(To do): Reproduce word for word, from the entries below, the line with "task | place a point on the spectator", the line with "x=418, y=233", and every line between them, and nothing more.

↓↓↓

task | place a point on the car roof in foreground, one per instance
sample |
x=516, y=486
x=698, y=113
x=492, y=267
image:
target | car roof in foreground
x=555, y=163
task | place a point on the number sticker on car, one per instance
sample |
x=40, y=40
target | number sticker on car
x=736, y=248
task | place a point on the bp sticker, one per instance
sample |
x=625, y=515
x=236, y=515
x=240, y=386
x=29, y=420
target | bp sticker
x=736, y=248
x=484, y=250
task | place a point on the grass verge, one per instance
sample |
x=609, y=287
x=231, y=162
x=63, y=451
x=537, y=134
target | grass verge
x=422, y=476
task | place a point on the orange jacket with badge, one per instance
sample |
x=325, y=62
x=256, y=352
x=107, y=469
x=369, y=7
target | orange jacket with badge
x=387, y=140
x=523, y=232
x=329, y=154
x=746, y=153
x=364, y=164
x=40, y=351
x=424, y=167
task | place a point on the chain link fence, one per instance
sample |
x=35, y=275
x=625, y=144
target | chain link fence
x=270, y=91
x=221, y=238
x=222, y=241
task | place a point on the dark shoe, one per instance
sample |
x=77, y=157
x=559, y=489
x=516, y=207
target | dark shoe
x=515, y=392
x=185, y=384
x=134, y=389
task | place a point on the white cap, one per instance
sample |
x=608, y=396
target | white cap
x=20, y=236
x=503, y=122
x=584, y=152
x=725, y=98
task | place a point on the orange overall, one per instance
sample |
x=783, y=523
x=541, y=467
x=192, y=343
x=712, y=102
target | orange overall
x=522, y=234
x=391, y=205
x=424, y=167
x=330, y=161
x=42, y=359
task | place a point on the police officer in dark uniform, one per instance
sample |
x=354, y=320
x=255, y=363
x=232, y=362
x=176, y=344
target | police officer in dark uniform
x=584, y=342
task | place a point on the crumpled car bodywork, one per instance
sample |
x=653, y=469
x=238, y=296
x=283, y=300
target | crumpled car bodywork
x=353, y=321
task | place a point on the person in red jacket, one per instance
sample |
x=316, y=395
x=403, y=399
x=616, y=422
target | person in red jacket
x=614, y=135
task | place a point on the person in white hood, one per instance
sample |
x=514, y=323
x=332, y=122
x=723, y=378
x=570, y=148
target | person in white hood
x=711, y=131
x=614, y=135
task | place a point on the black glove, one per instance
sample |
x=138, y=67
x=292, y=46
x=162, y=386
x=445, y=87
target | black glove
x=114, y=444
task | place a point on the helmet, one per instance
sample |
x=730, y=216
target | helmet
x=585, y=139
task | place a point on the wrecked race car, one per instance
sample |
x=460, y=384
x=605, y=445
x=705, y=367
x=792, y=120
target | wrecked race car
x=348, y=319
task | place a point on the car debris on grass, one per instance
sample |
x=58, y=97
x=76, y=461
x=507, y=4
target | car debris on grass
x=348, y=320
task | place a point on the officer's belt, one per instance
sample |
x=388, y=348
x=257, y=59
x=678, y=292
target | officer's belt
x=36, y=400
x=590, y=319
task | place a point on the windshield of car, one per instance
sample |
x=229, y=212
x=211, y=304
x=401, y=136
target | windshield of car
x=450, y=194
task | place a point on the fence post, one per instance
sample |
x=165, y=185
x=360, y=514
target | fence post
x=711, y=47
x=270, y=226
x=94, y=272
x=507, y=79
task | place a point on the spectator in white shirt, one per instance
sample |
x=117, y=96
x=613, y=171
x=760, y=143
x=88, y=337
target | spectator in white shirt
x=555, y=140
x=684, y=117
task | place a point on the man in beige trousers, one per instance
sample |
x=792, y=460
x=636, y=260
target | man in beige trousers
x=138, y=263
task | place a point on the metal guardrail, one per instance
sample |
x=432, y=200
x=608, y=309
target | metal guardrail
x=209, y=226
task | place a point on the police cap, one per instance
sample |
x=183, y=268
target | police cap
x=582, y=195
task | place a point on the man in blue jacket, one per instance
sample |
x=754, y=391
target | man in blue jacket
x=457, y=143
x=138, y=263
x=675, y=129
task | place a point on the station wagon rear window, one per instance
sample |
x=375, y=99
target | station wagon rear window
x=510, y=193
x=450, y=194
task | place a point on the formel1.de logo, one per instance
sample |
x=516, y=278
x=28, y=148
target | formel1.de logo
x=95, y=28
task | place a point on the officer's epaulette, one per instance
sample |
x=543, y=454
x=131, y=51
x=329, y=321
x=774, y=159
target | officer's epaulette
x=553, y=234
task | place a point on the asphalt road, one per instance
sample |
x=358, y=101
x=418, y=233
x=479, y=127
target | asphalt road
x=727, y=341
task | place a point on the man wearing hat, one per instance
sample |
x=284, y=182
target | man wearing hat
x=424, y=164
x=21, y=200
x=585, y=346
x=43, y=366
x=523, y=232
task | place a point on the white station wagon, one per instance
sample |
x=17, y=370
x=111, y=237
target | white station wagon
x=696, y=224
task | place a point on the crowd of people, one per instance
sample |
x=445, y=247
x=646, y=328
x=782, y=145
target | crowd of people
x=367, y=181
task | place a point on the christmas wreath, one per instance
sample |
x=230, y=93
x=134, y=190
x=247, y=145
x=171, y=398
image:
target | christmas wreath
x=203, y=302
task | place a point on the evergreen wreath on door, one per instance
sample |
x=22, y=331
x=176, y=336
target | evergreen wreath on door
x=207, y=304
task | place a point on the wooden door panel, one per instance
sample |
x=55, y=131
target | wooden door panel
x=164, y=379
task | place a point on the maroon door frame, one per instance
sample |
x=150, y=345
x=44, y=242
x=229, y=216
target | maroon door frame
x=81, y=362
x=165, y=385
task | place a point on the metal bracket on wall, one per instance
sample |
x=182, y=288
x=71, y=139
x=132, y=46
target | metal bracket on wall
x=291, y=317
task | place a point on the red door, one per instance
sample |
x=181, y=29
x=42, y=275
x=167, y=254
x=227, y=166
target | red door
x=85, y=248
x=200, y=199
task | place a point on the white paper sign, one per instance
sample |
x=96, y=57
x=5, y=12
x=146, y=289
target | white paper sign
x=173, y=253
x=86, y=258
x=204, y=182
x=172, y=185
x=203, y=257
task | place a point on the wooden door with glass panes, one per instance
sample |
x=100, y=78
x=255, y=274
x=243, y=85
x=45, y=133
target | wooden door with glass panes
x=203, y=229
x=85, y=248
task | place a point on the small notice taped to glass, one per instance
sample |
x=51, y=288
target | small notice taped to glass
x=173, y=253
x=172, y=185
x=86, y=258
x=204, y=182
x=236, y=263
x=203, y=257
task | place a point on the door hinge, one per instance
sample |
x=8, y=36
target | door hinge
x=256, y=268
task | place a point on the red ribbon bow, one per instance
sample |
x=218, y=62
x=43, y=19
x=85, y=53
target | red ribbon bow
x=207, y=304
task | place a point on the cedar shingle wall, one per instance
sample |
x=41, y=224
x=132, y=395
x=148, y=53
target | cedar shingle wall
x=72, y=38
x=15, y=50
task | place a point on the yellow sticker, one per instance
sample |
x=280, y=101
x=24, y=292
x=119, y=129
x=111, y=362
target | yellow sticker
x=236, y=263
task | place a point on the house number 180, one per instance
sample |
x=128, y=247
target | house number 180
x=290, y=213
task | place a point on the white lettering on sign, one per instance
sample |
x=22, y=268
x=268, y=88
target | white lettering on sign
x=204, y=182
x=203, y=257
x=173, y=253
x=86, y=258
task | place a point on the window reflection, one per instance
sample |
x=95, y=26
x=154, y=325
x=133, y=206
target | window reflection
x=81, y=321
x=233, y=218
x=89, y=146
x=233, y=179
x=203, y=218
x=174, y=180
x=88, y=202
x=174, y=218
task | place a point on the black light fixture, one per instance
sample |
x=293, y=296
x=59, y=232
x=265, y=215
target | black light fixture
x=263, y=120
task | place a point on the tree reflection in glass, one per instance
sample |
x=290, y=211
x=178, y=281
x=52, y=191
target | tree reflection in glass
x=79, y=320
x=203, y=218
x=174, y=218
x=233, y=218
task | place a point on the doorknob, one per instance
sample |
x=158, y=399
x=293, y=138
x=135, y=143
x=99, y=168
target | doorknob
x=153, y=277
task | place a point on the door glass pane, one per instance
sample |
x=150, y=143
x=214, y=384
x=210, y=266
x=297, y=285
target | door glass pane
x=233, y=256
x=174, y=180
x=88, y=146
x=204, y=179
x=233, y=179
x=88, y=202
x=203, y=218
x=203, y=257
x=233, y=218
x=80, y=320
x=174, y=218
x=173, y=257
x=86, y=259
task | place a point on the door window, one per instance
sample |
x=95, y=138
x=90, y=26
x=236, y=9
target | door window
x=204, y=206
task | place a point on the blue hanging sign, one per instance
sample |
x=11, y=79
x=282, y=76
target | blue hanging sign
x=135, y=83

↑↑↑

(Answer section):
task | place a point on the spectator in white shirt, one per instance
sample |
x=117, y=96
x=613, y=171
x=760, y=143
x=88, y=337
target | spectator in white shirt
x=555, y=140
x=684, y=117
task | place a point on the man in beige trousers, one per instance
sample |
x=792, y=460
x=636, y=260
target | man in beige trousers
x=138, y=263
task | place a point on the metal guardrail, one per instance
sample |
x=432, y=200
x=608, y=309
target | metal guardrail
x=209, y=226
task | place a point on the police cap, one per instance
sample |
x=183, y=268
target | police cap
x=582, y=195
task | place a point on the man in blue jacket, one per instance
sample |
x=754, y=391
target | man in blue jacket
x=457, y=143
x=138, y=263
x=675, y=129
task | place a point on the station wagon rear window, one per instance
sample |
x=375, y=99
target | station wagon rear window
x=510, y=193
x=450, y=194
task | place a point on the formel1.de logo, one per instance
sample |
x=516, y=278
x=28, y=148
target | formel1.de logo
x=95, y=28
task | place a point on the officer's epaulette, one per instance
sample |
x=543, y=454
x=131, y=51
x=329, y=321
x=774, y=159
target | officer's epaulette
x=553, y=234
task | place a point on the asphalt road, one per instance
sample |
x=358, y=101
x=418, y=233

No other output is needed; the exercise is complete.